WHAT THE TASK ASKS
Skip the pictures. Give all the data again exactly.
···
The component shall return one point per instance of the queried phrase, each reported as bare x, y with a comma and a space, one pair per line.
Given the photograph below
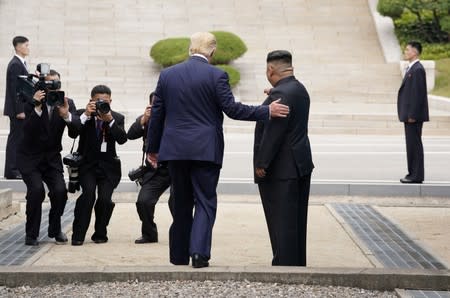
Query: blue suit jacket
187, 115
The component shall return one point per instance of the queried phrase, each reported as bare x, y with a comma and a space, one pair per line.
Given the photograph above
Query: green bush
229, 47
170, 51
232, 72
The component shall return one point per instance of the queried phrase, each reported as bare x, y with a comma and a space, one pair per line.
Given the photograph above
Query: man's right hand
39, 96
90, 108
278, 110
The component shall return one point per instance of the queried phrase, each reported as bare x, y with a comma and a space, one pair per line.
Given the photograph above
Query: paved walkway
399, 229
335, 47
···
RESPONSE TO THE TASK
The component shall return one point per instance of the queried phrase, each reported as bare x, y with a comma and a space, one pair per line.
Given the photograph below
Query: blue suit jacket
187, 115
The component shall return one point per instance of the queried phrase, each reported as bare x, y with a comma and a space, one pair per line.
Given the photograph above
Query: green bush
229, 47
170, 51
232, 72
The component shall return one point per instance of the queried phrase, each reported as bare x, y with a comma and a space, one pair per line.
Given the photograph above
Query: man's right hand
39, 96
90, 108
278, 110
The component shall return one point per instance of the queried phrase, each reported as bare x, y with a comma and a space, one pair per line.
Given the photograph above
Query: paved walkway
399, 229
335, 47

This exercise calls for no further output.